Aufgabe >>
Nenne alle Wendungen, die im Textauszug über Müllers Gespräche in Anführungszeichen stehen, in der Reihenfolge ihres Auftretens.
── Textauszug
Pausenlos ist die Kommunikationsmaschine Müller auf Sendung. Bei der Wiederlektüre der nun weit ins planetarisch Weltanschauliche ausgreifenden späten Gespräche sticht zuerst Müllers historische Unbefangenheit ins Auge. Was in der auf pure Gegenwärtigkeit gepolten Literatur der alten Bundesrepublik säuberlich zum Verschwinden gebracht wurde - die historischen Schurkenfiguren Hitler und Stalin, das heroische Opfer von Seneca bis Stalingrad, das ganze Germania-Material -, um all das kreist Müller obsessiv. Noch einmal entsichert er das deutsche historische Schreckensarsenal.

Müller kennt in seinen Gesprächen keine Berührungsängste. Mit Vorliebe zitiert er den NS-Kronjuristen und Hamlet-Forscher Carl Schmitt ("Carl Schmitt ist Theater") und Ernst Jünger, dem er in seiner Oberförsterei in Wilfingen 1988 noch die Aufwartung machte. Ernst Jünger als "inneres Erlebnis" - schon in der SBZ panzerte sich Müller mit der Jünger-Lektüre, eine "Injektion von Aristokratismus gegen die Nivellierungstendenz der ersten Jahre". Um Müllers innere Freiheit der Lektüre zu würdigen, darf man nicht von unseren frivolen Zeiten ausgehen, in denen alle bösen Buben längst im juste milieu angekommen sind. Man muss sich hier die stickige Atmosphäre der späten Achtzigerjahre vergegenwärtigen, in denen die Zitierung ungeliebter konservativer Autoren vom linksliberalen Establishment noch mit dem Diskursverweis geahndet wurde. Müllers unbefangener Zugriff war hier ein Akt der Befreiung. Prompt wurde ihm dann auch von zu liberalen Glaubensbrüdern bekehrten alten Maoisten der FU-Germanistik eifrig unterstellt, unerlaubt mit "vitalistischer Energie" im Diskursfeld der alten "Konservativen Revolution" zu wildern.
────
── Datenzeilen
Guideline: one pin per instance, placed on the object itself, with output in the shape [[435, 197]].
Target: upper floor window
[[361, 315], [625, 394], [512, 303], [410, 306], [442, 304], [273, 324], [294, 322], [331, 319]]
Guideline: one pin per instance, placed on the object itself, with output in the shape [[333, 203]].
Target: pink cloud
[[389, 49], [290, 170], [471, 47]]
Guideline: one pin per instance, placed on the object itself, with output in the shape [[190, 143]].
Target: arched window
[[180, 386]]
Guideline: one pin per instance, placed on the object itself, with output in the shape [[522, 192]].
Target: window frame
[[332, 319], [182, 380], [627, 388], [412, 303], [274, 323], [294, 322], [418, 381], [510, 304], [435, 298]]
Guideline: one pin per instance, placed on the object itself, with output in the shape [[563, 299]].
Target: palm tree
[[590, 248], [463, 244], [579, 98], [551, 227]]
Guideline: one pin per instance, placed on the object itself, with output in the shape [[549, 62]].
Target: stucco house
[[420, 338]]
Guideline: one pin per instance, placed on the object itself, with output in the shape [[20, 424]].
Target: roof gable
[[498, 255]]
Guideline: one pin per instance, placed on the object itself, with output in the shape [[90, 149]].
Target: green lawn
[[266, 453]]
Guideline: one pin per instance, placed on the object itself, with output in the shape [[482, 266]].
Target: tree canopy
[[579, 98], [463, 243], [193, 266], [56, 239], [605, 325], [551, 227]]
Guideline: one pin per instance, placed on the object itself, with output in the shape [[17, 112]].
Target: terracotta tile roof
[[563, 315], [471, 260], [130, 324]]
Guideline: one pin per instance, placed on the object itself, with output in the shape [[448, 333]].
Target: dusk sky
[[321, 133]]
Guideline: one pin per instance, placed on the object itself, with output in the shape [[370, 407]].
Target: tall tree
────
Lösung >>
- Carl Schmitt ist Theater
- inneres Erlebnis
- Injektion von Aristokratismus gegen die Nivellierungstendenz der ersten Jahre
- vitalistischer Energie
- Konservativen Revolution